- [INSTRUCTIONS FOR THE TASK]: Write out, word for word, the passage of the food blog text below from "Thank you for" up to and including "Inman Square. Ripple.)".

- [TEXT PROVIDED]:

──────

Welcome to Naomi Kooker's blog.

At age 6 my mother let me into the kitchen, alone. By seventh grade I was feigning sick to stay home from school, "miraculously" feeling good enough to make baked-stuffed pork chops for dinner. My passion for cooking led me to a job as a sous chef in a Manhattan restaurant and, later, to stand quietly in the corner of (and eventually do one thing in) Restaurant Guy Savoy's kitchen in Paris. I overcame the ultimate cooking challenge when I made butter cream icing over a Bunsen burner at Mount Sinai Hospital in New York City. It was for a friend's wedding cake, the centerpiece at the reception the next day. It was midnight. With just hours to go, I managed to whip up the icing, then carefully place the last few candied violets onto the cake before the reception. Oh, how grateful I was for that Bunsen burner and the corner bodega that was open 24 hours.

It all worked out in the end. It always does.

Food, cooking and eating are inextricably linked to life. Life is better when good food is involved, and even better when good company is part of the eating.

Thank you for stopping in and being part of a growing dinner party of readers.

Saturday, February 4, 2012

Simon's Swans...And Other Latte Art

Coffee in Cambridge, Mass. is like chocolate in Paris, France—you got to go for it while you’re there because it’s the right thing to drink/eat. It’s like going to the moon and not meeting the man or going to Fenway and not using the restroom.

It took me a while to get to Simon's Coffee Shop but now I’m hooked and it’s not just because of the caffeine. These are serious coffee people. They buy their coffee from Barismo, a small-batch coffee roaster in Arlington started by former Simon’s baristas. (I love that about Boston. Toss a penny in the Swan Boat Public Garden pond and it doesn’t sink to the bottom—it’s too shallow—it casts off ripples. And not only that, Barismo folks are just about to open dwelltime in Inman Square. Ripple.)

Before adding cream I taste the house coffee, El Bosque (the forest) from Guatemala. It’s balanced, not too acidic, a nice medium roast. My friend calls me over to admire the foam on her latte. “Look!” There’s a swan swirl on top. Think the mark of Zorro or the X in Malcolm X. We think Erick did it, or it could be Jay.

──────

- [SUPPLIED RECORDS]:

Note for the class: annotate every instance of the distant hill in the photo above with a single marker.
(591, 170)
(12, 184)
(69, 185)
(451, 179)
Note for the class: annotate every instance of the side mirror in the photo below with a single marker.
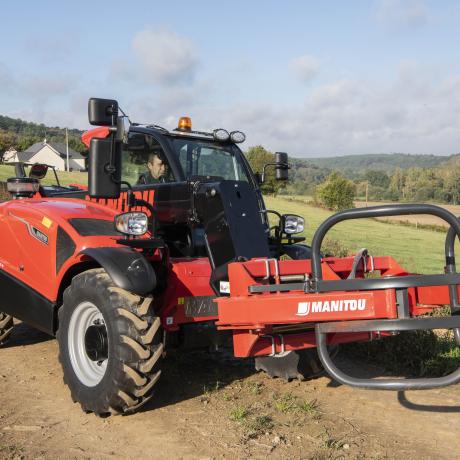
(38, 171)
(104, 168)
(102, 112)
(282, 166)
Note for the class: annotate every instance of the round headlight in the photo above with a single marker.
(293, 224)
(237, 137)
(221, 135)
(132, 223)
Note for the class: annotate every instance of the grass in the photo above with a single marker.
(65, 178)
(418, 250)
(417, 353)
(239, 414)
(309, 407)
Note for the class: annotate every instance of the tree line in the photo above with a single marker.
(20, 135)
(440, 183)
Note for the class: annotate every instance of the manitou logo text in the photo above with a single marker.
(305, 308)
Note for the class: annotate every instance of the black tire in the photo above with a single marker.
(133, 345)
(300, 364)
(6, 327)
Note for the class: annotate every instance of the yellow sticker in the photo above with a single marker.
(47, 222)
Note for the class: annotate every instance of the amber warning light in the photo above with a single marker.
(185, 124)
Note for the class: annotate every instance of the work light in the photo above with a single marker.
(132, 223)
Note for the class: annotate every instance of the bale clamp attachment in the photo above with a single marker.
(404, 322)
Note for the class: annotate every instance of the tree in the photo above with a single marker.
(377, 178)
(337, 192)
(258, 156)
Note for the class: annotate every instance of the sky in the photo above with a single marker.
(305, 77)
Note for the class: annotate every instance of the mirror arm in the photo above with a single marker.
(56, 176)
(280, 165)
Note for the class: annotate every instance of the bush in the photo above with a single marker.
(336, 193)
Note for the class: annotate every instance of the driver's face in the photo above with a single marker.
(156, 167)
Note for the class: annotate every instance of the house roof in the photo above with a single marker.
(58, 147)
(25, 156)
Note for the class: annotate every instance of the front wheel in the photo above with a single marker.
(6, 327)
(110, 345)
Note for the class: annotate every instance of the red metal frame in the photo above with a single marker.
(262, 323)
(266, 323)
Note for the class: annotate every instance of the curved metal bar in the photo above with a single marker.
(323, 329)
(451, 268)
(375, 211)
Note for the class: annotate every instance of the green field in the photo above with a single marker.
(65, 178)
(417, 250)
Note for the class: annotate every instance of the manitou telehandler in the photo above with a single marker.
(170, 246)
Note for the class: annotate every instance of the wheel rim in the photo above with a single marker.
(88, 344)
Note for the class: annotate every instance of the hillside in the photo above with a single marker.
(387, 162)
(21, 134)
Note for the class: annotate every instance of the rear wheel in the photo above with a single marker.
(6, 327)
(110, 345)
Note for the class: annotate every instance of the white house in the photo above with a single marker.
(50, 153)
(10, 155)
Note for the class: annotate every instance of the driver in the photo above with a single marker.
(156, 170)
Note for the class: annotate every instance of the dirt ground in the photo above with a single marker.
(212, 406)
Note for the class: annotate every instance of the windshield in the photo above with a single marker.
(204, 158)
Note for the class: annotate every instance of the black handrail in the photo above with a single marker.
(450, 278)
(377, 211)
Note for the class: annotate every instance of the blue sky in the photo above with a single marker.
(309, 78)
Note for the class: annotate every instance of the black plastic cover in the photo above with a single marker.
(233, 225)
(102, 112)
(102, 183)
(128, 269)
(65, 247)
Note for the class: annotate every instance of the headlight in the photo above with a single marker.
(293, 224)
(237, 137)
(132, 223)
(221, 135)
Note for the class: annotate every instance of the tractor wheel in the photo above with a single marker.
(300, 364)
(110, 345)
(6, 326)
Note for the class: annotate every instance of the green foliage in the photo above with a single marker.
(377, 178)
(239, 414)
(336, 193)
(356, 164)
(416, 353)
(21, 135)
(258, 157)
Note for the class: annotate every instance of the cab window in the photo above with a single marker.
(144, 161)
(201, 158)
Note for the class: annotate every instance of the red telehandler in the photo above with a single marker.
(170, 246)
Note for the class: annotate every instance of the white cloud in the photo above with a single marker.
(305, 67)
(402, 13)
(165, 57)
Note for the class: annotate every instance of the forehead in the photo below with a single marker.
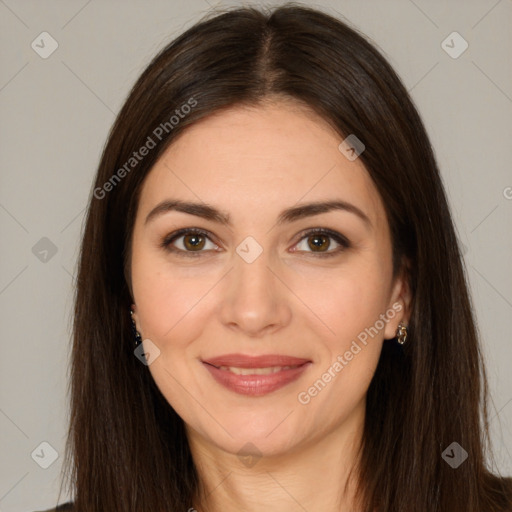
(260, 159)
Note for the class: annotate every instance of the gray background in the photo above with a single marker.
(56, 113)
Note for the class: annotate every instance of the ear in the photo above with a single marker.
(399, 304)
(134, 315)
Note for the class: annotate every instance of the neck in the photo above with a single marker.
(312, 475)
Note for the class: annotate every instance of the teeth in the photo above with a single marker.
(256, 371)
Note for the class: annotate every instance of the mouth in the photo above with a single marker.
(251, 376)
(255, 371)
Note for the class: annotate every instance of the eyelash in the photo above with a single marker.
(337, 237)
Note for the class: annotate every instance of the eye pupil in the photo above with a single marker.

──────

- [EXERCISE RESULT]:
Thank you for stopping in and being part of a growing dinner party of readers.

Saturday, February 4, 2012

Simon's Swans...And Other Latte Art

Coffee in Cambridge, Mass. is like chocolate in Paris, France—you got to go for it while you’re there because it’s the right thing to drink/eat. It’s like going to the moon and not meeting the man or going to Fenway and not using the restroom.

It took me a while to get to Simon's Coffee Shop but now I’m hooked and it’s not just because of the caffeine. These are serious coffee people. They buy their coffee from Barismo, a small-batch coffee roaster in Arlington started by former Simon’s baristas. (I love that about Boston. Toss a penny in the Swan Boat Public Garden pond and it doesn’t sink to the bottom—it’s too shallow—it casts off ripples. And not only that, Barismo folks are just about to open dwelltime in Inman Square. Ripple.)